Copy out the data word for word. The images are not part of the copy.
☆ ☆ ☆ ☆ ☆
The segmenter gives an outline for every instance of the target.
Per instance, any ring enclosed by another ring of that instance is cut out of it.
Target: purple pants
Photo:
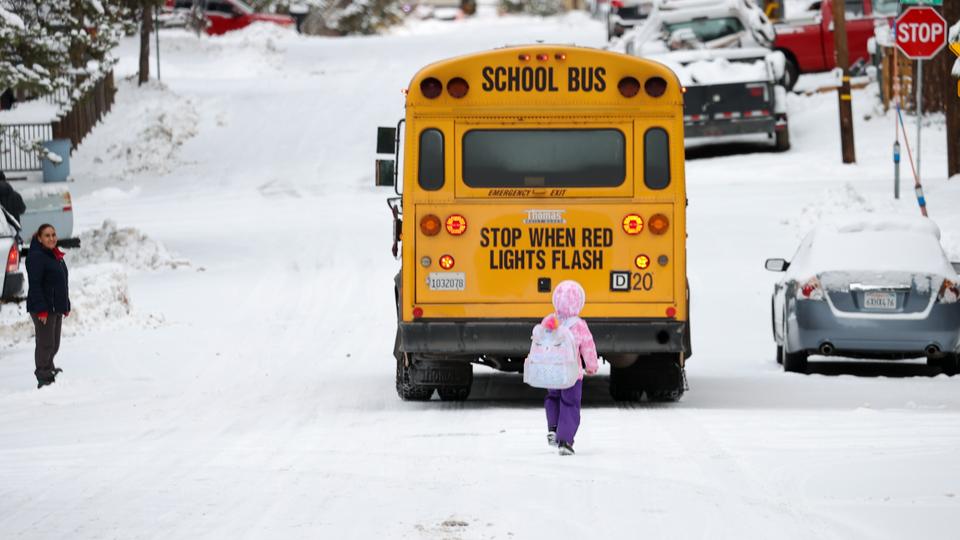
[[[557,440],[573,444],[580,427],[580,398],[583,379],[566,390],[547,390],[543,406],[547,410],[547,429],[557,428]]]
☆ ☆ ☆ ☆ ☆
Written response
The segmenter gives an outline for every instance of the target.
Per instance, any ring enclosed by another ring of that instance is cut out of it.
Target: purple pants
Photo:
[[[557,440],[573,444],[580,427],[580,398],[583,379],[566,390],[547,390],[543,406],[547,410],[547,429],[557,428]]]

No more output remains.